**Given request 1**
Locate every line in the entries below that contains the string "window" and copy each such line in full. Case counts, so match only that exact capitalization.

**Selected excerpt**
* Start *

As Bob Dylan Looks Out on Desolation Row

John Whitehead
The Titanic sails at dawn
And everybody's shouting
"Which side are you on?"
--Bob Dylan, "Desolation Row" (1965)
His was a voice crying in the wilderness. He was the conscience of a generation. He gave the civil rights movement some of its greatest anthems. And Bob Dylan was one of the few pop singers of any real influence who clearly articulated political ideas in his music. But, as if in midstream, Dylan abandoned politics. "I don't want to write for people anymore. You know--be a spokesman," Dylan told Nat Hentoff in 1964. "From now on, I want to write from inside me."

Many of Dylan's friends from the radical days of the early sixties were baffled by the motivation of the man who wrote such classics as "Blowin' in the Wind." As one of Dylan's critics wrote: "You seem to be in a different kind of bag now, Bob--and I'm worried about it."

And although Dylan had participated in key civil rights events, he was not present for the final and most grand civil rights event where black and white protesters and musicians came together--the march from Selma to Montgomery, Alabama, in March 1965--where over 5,000 people sang Dylan's "The Times They Are A-Changin'."

Dylan was perceptive enough to realize that politics is never a real answer. And he knew the times were not changing as he had expected. Thus, by 1965, Dylan had abandoned the civil rights campaign and was preparing to show his new, electric, non-folksy and non-protest style at the Newport Folk Festival in a move that caused a chaotic scene.

* End *

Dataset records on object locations
* Start *

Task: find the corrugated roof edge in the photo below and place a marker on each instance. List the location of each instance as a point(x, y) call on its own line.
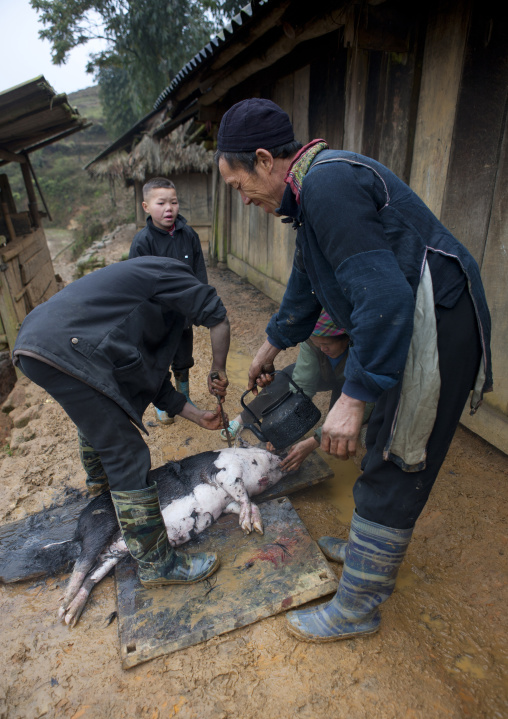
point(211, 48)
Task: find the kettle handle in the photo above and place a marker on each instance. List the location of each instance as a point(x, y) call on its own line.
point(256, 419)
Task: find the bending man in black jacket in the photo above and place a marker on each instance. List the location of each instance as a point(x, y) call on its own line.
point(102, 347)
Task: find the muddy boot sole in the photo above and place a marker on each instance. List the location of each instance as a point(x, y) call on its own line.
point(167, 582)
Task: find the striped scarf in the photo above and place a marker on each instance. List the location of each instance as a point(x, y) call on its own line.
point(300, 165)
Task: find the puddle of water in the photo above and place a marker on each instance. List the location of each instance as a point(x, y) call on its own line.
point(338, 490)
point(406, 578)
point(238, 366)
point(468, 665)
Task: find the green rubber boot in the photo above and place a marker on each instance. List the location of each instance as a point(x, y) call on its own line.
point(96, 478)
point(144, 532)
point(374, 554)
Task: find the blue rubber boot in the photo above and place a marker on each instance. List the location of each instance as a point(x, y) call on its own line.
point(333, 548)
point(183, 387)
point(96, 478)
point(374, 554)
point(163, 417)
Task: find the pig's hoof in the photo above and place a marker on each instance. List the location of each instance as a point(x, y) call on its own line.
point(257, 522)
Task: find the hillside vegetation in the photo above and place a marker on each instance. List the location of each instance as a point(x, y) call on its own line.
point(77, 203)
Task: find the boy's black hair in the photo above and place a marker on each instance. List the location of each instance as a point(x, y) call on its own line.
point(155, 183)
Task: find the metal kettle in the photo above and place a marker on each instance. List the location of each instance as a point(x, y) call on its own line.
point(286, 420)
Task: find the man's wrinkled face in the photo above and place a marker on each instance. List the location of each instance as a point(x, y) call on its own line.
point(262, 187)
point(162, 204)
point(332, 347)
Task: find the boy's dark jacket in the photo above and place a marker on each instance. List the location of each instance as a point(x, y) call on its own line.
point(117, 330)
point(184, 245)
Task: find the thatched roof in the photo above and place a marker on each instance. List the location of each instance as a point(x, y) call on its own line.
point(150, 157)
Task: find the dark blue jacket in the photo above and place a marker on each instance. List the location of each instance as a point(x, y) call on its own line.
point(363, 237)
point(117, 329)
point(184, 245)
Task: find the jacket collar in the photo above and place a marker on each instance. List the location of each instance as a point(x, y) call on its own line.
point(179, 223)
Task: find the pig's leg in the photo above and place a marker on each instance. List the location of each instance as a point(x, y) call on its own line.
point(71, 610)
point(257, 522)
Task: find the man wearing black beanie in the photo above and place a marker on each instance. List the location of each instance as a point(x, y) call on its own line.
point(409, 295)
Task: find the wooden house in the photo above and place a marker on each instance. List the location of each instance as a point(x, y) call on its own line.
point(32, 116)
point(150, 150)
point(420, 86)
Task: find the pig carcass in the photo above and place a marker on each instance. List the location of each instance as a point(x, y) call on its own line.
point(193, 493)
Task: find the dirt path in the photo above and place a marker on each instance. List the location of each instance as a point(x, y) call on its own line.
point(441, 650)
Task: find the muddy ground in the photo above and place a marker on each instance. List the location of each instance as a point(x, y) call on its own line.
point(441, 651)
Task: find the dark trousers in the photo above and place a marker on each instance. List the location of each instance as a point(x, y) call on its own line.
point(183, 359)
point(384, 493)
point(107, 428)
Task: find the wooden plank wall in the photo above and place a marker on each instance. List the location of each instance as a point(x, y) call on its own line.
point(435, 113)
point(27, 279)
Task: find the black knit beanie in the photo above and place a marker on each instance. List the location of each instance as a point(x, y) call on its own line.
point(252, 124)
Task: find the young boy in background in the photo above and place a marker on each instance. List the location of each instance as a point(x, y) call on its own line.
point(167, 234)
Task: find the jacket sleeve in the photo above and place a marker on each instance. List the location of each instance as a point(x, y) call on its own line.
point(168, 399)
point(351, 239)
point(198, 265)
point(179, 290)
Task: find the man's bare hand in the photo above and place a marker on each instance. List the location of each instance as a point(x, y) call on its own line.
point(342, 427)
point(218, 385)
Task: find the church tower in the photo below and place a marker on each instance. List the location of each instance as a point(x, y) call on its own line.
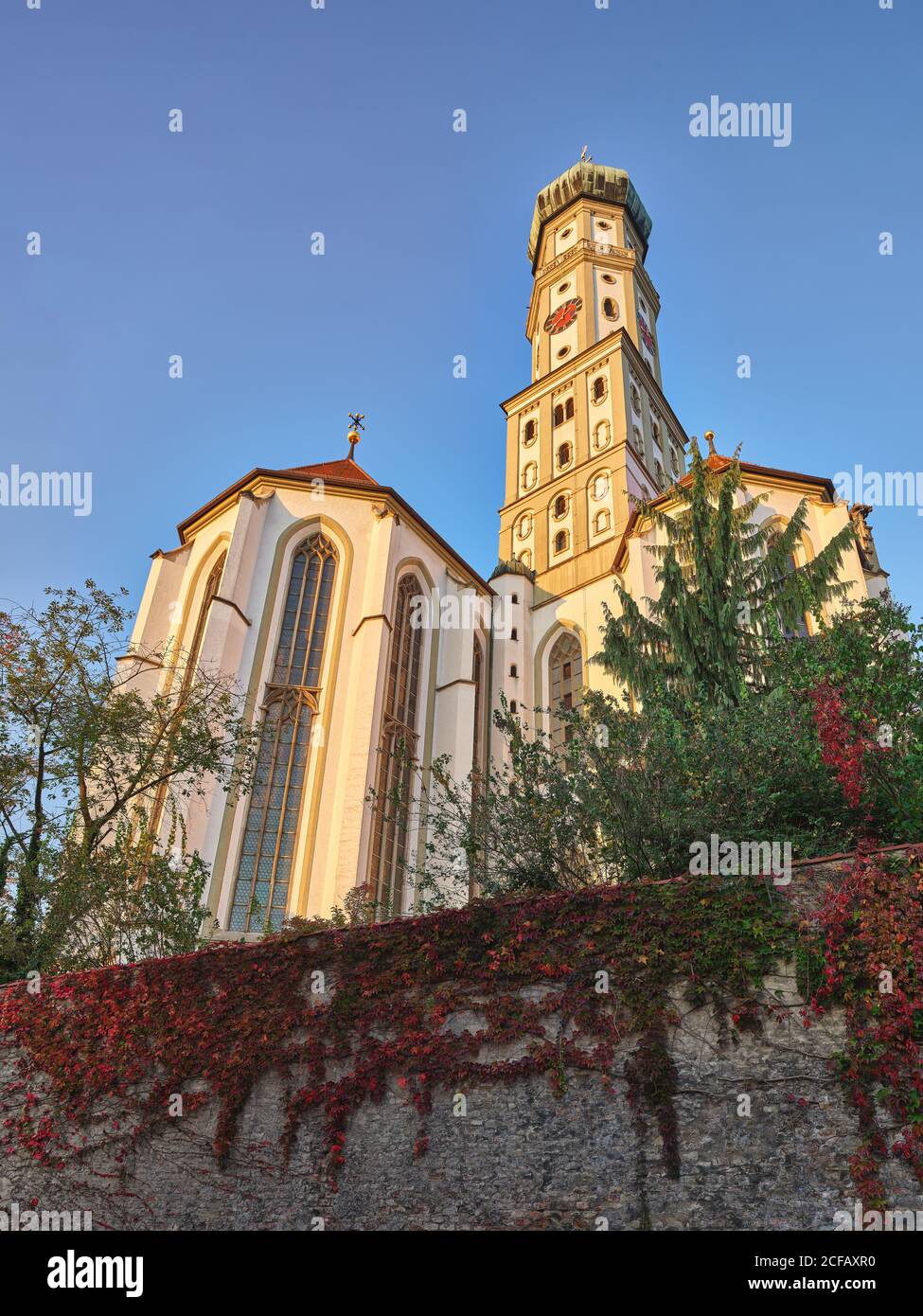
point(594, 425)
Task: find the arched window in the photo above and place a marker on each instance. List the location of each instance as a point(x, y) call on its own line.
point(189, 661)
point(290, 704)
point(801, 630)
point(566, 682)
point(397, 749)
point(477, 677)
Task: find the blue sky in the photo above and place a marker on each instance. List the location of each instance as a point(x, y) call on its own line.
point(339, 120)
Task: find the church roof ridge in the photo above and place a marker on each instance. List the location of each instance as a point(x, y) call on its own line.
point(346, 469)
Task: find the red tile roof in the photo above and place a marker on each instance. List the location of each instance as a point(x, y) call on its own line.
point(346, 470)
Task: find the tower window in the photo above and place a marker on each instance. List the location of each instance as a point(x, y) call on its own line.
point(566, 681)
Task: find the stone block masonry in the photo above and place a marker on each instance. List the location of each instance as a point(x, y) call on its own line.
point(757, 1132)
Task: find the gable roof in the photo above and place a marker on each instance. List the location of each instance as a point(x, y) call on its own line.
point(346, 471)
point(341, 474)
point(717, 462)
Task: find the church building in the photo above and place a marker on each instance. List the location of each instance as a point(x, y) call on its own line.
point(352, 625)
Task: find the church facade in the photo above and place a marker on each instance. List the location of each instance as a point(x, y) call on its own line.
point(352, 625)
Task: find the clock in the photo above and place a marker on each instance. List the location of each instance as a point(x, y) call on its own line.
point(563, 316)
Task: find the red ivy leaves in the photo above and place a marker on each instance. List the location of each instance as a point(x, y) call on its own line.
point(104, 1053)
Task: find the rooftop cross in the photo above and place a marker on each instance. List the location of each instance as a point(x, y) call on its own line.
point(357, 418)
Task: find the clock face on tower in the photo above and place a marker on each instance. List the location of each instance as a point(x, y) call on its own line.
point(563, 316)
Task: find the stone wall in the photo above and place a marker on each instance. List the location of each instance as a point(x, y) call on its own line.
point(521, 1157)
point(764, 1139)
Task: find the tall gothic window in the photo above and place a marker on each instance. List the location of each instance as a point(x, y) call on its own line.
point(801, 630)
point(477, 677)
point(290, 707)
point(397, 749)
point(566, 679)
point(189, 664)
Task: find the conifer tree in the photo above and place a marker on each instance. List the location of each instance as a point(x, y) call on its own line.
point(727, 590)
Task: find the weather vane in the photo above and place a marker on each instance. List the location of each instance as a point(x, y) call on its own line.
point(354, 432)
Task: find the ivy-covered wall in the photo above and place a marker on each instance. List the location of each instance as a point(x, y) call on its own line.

* End *

**Given request 2**
Supply the next part of the essay on Bob Dylan above, beginning after its final sentence.

**Response 1**
Task: find the arched window in the photo above and place a marker on each instance. List the location of each instance as a point(x, y) call on its own line.
Task: find the tower window in the photo above and place a marker on each instance. List the location of each instance as a point(x, y) call on its own line.
Task: find the tall gothic window in the photo above and place a marker on each instance. List the location of each instance as a point(x, y) call on its own line.

**Response 2**
The initial sign that Dylan was becoming disillusioned with the left and the political movements of the sixties came late in 1963. Only days after the country had been traumatized by the assassination of John F. Kennedy, Dylan was invited to the grand ballroom of the Hotel Americana in New York to accept an award for his work in the civil rights movement. The result was a disaster.

An intoxicated Dylan felt alienated from his adoring audience, which included many aging activists from the thirties left-wing movement. He first appeared to insult them, saying, "It's not an old people's world." He then simply baffled them with his speech, in which he spoke about race, class and the establishment.

I look down to see the people that are governing me and making my rules--and they haven't got any hair on their head--I get very uptight about it.... And they talk about Negroes, and they talk about black and white.... There's no black and white, left and right to me anymore; there's only up and down and down is very close to the ground. And I'm trying to go up without thinking of anything trivial such as politics.... I got to admit that the man who shot President Kennedy, Lee Oswald, I don't know exactly where--what he thought he was doing, but I got to admit honestly that I, too--I saw some of myself in him.... I saw things that he felt in me--not to go that far and shoot. [Boos and hisses] You can boo, but booing's got nothing to do with it. It's a--I just, ah--I've got to tell you, man, it's Bill of Rights is free speech....

Dylan's drunken rant reflected his growing view that all people are victims of those who control the system and that even the black hierarchy had compromised to gain political power. The speech caused an uproar, and Dylan left the hall amid a mixture of boos and applause. He was now distanced from politics and political songwriting more than ever--only to visit the political arena occasionally, such as his now infamous 1964 concert on Halloween night in New York City. There Dylan returned to form, belting out some of his more political classics such as "The Times They Are A-Changin'" and "With God on Our Side." Just released by Columbia/Legacy, this 19-song set shows the power of Dylan's live performances.

As 1965 dawned, Dylan had clearly moved beyond political activism. He had abandoned the acoustic folk sound and was now a rocker. And when he went electric with his breakthrough album Highway 61 Revisited, it was clear that Dylan had assumed a new role. He had abandoned the shabby rambling-man look and assumed the countenance of a pained and scrawny ascetic.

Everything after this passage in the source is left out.